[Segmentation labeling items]
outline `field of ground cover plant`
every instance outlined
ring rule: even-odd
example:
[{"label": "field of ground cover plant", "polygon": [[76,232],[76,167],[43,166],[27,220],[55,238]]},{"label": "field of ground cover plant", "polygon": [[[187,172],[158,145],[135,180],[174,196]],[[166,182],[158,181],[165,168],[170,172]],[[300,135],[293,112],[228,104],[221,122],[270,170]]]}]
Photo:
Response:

# What is being asked
Duplicate the lines above, leaving every character unchanged.

# Finished task
outline `field of ground cover plant`
every instance outlined
ring rule: even-odd
example:
[{"label": "field of ground cover plant", "polygon": [[76,232],[76,167],[43,166],[27,220],[55,238]]},{"label": "field of ground cover plant", "polygon": [[[187,172],[158,145],[135,180],[174,196]],[[166,182],[158,181],[165,168],[170,172]],[[300,135],[293,112],[228,104],[221,122],[270,170]]]}]
Photo:
Response:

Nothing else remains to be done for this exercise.